▶ [SOURCE EXTRACT]

###

Many studies have tried to identify other transcription factors with the potential to induce pluripotency or to replace OSKM in an effort to enhance the efficiency of iPSC generation. Of these four transcription factors, SOX2, KLF4 and cMYC have been successfully replaced by members of their protein family to induce pluripotency. However, replacing OCT4 with structurally similar and evolutionarily related factors failed to show similar reprogramming capabilities. This could indicate the presence of special molecular features on OCT4 that give it the ability to reprogram cells. However, these special features and the molecular mechanisms that enable OCT4 to induce pluripotency remain to be identified.

###

▶ [CHECK YOUR UNDERSTANDING]
1. Translate this sentence from the passage on OCT4 into Spanish: "However, replacing OCT4 with structurally similar and evolutionarily related factors failed to show similar reprogramming capabilities."
2. According to the passage on OCT4, which three transcription factors have been successfully replaced by members of their protein family to induce pluripotency?
3. Echo the part of the passage on OCT4 that opens with the words containing "Many studies have" and closes with "to be identified.".
These entries have no connection to the passage on OCT4.

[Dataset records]
###

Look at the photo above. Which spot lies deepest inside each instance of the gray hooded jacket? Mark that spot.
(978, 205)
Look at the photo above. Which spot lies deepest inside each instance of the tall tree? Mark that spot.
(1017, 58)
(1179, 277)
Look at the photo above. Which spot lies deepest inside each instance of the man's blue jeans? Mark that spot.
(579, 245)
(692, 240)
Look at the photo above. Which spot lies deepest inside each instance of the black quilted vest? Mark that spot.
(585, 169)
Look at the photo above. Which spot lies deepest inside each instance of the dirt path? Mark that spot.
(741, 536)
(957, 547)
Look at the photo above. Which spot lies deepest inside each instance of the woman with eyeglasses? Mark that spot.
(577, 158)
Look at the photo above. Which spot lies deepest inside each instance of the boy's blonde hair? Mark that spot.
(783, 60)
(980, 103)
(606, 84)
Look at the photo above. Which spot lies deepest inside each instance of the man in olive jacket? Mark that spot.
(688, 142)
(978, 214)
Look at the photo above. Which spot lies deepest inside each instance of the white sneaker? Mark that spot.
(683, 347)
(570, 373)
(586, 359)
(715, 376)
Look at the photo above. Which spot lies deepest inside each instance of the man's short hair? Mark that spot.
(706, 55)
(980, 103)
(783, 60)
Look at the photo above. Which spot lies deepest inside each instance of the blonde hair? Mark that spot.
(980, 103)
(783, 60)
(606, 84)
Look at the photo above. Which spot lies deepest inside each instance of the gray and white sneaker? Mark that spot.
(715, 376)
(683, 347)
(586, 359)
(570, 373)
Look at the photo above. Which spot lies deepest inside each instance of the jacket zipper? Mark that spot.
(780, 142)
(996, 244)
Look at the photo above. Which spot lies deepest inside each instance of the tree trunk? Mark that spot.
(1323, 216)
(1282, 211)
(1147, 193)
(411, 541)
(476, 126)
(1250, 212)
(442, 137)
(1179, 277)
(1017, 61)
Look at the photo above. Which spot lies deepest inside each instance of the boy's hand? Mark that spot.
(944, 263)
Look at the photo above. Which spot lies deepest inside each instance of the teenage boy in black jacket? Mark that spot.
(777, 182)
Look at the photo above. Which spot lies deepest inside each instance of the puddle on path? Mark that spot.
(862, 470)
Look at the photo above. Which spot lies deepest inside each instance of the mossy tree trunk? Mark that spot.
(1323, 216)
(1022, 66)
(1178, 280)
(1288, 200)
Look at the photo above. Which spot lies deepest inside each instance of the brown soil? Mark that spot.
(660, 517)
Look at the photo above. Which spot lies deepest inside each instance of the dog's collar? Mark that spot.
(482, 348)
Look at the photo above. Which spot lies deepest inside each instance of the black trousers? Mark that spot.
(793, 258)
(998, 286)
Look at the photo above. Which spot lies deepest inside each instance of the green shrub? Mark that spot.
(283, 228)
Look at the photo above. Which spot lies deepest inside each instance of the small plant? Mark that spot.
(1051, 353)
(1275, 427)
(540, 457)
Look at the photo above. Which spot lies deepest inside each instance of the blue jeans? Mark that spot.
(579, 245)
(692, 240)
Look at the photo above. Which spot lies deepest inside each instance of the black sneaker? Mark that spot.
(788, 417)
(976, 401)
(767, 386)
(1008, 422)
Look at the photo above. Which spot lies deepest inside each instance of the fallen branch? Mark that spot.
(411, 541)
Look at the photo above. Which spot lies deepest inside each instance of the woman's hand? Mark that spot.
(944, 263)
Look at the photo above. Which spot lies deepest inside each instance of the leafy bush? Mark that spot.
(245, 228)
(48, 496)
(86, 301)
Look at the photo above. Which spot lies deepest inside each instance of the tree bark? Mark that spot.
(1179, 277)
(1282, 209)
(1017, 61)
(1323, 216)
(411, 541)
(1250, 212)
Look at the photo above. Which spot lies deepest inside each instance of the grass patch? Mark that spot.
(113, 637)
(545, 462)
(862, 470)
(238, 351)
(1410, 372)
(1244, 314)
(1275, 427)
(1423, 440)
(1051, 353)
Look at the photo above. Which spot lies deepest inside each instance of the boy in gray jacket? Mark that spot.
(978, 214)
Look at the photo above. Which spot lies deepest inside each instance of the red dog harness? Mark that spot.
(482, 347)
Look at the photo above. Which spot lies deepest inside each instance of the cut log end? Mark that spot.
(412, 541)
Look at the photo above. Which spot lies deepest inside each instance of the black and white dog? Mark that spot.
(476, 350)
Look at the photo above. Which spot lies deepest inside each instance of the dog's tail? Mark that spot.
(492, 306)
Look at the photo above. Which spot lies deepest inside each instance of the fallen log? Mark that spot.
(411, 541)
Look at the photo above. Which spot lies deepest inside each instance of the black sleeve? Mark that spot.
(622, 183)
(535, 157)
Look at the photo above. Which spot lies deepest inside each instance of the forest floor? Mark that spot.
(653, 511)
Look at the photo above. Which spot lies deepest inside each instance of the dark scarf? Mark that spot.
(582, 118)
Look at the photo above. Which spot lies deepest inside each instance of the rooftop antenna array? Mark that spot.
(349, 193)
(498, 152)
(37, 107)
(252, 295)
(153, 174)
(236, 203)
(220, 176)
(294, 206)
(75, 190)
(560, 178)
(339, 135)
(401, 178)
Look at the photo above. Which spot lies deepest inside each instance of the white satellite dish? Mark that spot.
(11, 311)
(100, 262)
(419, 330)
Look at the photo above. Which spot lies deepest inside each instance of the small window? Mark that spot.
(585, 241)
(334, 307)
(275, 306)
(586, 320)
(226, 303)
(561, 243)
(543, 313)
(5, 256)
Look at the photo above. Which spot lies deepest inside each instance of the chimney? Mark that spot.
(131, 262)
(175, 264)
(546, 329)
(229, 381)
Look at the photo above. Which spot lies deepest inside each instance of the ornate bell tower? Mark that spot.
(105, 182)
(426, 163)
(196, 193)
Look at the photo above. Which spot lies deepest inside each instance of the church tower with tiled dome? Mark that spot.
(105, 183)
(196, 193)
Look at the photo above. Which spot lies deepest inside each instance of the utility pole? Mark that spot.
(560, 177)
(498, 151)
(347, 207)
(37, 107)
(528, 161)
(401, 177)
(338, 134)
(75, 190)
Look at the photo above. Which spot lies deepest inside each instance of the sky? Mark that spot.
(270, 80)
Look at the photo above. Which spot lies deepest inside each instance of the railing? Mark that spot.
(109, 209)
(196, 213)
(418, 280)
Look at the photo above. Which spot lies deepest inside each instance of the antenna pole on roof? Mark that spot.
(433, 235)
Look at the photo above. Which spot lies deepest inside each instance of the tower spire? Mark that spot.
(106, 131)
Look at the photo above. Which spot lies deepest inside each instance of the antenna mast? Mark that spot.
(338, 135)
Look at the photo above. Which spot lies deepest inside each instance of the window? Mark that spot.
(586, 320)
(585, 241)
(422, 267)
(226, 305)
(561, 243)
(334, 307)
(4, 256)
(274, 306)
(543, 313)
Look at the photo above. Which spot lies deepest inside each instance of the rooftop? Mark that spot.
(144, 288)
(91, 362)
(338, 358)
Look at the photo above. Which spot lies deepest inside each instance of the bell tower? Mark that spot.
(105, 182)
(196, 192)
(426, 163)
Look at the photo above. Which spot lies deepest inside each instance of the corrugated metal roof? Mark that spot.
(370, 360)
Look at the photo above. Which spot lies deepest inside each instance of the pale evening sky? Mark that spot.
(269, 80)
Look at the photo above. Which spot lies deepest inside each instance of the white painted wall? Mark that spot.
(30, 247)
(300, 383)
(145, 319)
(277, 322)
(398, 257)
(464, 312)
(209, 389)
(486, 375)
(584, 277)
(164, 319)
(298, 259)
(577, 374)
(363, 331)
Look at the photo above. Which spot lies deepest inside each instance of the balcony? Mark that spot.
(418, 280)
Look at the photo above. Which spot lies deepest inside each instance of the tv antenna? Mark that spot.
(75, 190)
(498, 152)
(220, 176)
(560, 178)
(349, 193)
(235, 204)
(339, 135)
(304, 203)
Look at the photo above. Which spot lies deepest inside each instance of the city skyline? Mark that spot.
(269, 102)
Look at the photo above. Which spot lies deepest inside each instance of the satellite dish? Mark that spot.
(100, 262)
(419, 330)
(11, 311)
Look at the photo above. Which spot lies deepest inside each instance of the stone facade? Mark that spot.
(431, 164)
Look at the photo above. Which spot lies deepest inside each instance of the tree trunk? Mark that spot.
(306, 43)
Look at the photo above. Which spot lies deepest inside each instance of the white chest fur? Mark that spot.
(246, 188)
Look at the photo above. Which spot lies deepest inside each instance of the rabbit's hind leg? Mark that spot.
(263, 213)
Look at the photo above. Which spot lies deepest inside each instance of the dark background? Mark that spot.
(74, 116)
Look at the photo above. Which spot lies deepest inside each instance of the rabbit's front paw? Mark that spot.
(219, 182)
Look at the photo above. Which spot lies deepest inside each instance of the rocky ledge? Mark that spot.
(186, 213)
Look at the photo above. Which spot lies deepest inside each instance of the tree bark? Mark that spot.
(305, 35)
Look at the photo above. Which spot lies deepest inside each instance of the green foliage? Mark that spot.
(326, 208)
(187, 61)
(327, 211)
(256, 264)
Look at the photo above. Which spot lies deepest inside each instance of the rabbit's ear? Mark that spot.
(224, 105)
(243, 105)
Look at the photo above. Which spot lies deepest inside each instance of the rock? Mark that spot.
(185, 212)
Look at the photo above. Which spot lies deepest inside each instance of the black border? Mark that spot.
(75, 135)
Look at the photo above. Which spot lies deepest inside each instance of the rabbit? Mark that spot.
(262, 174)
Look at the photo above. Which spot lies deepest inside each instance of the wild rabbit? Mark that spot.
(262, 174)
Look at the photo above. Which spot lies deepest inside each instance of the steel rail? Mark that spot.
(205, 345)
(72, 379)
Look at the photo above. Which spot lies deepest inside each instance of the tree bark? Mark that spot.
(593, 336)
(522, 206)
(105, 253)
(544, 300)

###

▶ [LIST OF SOLUTIONS]
1. Sin embargo, reemplazar OCT4 por factores estructuralmente similares y evolutivamente relacionados no logró mostrar capacidades de reprogramación similares.

2. SOX2, KLF4 and cMYC.

3.
Many studies have tried to identify other transcription factors with the potential to induce pluripotency or to replace OSKM in an effort to enhance the efficiency of iPSC generation. Of these four transcription factors, SOX2, KLF4 and cMYC have been successfully replaced by members of their protein family to induce pluripotency. However, replacing OCT4 with structurally similar and evolutionarily related factors failed to show similar reprogramming capabilities. This could indicate the presence of special molecular features on OCT4 that give it the ability to reprogram cells. However, these special features and the molecular mechanisms that enable OCT4 to induce pluripotency remain to be identified.